- YOUR TASK: Filter out every line below that lacks "rough", and copy the rest.

(Segmentation mask data)
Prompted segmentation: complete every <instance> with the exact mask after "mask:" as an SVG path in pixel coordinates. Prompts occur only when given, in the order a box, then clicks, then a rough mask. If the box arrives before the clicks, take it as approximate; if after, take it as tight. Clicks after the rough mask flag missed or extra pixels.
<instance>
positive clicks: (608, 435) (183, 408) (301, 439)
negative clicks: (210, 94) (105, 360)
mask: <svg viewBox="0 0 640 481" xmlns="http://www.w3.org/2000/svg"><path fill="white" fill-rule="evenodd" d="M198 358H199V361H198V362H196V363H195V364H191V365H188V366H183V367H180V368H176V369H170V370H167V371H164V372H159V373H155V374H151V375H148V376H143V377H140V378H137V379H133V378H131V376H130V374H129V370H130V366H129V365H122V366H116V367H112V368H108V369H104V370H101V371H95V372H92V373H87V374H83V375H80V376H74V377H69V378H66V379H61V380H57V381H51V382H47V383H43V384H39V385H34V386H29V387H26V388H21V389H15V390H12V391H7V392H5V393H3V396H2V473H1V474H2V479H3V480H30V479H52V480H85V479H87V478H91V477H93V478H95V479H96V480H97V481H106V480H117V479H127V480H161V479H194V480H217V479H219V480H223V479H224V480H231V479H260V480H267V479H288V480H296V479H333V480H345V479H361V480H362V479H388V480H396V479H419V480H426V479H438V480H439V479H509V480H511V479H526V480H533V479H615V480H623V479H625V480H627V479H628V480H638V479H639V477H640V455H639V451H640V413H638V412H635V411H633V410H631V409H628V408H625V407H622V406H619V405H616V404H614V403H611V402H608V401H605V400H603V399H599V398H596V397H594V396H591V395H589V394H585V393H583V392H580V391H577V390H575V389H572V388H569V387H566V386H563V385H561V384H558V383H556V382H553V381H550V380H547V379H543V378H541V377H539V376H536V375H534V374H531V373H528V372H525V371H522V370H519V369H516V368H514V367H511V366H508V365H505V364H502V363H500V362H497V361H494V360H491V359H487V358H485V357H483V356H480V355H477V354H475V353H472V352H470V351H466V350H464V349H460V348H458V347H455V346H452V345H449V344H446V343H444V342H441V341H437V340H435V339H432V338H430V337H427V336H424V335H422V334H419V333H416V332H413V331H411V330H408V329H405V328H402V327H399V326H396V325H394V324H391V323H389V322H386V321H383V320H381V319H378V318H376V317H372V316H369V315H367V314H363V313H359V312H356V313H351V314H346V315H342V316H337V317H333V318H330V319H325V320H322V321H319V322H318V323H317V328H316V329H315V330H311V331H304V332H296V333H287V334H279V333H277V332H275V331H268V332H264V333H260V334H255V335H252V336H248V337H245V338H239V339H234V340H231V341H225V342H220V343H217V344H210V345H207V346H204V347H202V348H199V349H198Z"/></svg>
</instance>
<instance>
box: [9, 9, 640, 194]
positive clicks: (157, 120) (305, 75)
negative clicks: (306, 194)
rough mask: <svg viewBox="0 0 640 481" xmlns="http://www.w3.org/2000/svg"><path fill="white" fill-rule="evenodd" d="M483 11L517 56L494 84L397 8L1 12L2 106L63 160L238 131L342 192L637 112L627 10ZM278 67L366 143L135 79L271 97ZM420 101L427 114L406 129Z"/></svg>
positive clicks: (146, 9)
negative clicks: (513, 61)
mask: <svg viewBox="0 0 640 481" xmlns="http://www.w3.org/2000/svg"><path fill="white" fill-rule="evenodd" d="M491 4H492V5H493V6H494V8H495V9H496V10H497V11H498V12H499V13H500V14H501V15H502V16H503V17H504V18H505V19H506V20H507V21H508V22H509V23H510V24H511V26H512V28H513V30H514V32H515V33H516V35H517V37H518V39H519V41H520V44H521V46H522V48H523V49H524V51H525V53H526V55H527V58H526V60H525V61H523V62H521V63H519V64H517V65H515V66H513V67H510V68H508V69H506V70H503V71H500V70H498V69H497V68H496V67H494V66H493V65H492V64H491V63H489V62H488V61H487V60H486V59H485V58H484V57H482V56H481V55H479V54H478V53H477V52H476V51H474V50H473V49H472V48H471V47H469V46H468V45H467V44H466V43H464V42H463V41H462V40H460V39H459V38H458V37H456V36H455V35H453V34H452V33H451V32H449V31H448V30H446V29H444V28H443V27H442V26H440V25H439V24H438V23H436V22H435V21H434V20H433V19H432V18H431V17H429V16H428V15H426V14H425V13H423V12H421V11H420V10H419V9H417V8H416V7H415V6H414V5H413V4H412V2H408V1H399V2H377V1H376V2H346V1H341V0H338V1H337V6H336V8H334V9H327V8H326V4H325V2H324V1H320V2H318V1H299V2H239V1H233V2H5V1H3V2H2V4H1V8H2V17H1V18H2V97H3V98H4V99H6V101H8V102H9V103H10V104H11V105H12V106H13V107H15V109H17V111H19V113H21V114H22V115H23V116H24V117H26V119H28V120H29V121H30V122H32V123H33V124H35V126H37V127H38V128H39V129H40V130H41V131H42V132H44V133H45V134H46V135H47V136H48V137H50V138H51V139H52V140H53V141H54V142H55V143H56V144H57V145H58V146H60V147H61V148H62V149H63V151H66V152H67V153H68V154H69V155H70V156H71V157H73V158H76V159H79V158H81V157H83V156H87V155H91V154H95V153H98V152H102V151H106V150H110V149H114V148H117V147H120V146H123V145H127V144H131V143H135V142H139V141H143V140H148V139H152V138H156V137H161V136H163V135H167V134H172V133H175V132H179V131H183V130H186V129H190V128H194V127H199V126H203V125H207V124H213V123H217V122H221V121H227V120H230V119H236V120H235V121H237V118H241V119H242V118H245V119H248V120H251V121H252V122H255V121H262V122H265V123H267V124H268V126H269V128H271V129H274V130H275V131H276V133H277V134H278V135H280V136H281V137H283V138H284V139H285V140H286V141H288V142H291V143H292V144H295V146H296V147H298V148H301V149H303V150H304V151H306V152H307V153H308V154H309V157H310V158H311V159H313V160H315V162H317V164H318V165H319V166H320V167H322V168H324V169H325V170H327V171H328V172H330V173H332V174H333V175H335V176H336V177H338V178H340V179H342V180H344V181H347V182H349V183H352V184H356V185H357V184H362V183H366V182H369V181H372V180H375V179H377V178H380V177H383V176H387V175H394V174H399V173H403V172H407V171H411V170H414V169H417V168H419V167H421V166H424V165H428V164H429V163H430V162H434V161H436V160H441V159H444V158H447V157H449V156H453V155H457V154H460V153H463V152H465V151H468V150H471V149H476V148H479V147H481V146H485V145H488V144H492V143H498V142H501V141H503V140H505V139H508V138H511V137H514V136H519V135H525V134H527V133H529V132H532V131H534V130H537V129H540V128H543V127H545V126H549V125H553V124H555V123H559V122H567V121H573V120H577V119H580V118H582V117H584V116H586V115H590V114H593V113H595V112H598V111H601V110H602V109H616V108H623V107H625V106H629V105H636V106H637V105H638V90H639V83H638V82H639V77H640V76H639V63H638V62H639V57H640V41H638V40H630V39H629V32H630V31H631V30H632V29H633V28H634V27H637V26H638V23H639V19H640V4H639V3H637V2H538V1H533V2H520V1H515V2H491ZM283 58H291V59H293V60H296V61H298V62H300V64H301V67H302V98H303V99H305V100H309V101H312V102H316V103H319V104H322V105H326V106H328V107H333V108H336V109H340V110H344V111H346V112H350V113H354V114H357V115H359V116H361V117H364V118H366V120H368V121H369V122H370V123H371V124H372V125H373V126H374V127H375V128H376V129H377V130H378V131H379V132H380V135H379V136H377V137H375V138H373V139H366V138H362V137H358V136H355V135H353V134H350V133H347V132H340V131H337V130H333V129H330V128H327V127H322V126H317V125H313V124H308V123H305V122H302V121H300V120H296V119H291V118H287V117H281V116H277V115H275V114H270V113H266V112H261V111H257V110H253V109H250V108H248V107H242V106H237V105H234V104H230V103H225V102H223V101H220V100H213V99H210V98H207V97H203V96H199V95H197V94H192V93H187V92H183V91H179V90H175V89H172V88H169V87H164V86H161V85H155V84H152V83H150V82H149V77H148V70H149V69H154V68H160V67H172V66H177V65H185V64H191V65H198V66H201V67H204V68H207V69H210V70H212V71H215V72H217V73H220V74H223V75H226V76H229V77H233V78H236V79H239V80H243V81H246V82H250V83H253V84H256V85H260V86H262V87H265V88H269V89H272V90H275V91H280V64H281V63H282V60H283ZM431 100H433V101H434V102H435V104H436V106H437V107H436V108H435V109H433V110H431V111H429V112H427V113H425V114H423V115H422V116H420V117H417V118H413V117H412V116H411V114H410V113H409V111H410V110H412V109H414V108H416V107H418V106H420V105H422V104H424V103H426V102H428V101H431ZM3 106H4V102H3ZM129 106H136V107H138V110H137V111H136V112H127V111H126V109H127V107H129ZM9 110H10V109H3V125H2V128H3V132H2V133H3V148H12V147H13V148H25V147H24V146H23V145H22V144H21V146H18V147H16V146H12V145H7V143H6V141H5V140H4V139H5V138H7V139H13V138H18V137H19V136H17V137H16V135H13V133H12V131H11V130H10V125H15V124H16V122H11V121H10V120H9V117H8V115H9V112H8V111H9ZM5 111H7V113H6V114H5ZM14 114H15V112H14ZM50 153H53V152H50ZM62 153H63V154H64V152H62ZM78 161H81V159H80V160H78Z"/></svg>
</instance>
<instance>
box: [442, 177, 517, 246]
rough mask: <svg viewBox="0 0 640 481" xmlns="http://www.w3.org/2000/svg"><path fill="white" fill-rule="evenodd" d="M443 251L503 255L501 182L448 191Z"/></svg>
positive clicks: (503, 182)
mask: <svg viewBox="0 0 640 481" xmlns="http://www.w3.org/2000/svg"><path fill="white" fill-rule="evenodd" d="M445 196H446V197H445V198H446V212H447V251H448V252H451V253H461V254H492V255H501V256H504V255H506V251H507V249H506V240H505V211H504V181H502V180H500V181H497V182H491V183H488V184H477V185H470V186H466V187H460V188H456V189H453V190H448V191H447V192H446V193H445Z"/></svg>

- YOUR SOLUTION:
Prompted segmentation: complete every <instance> with the exact mask after "mask:" as an SVG path in pixel coordinates. Prompts occur only when given, in the order a box, then clicks, then a rough mask. If the box arrives before the clicks, take it as approximate; if after, take it as tight. Clicks after the rough mask flag missed or extra pixels.
rough mask: <svg viewBox="0 0 640 481" xmlns="http://www.w3.org/2000/svg"><path fill="white" fill-rule="evenodd" d="M483 11L517 56L494 84L397 8L1 12L2 106L63 160L238 131L342 192L637 112L627 10ZM278 67L366 143L135 79L271 97ZM420 101L427 114L406 129Z"/></svg>
rough mask: <svg viewBox="0 0 640 481" xmlns="http://www.w3.org/2000/svg"><path fill="white" fill-rule="evenodd" d="M443 251L503 255L501 182L448 191Z"/></svg>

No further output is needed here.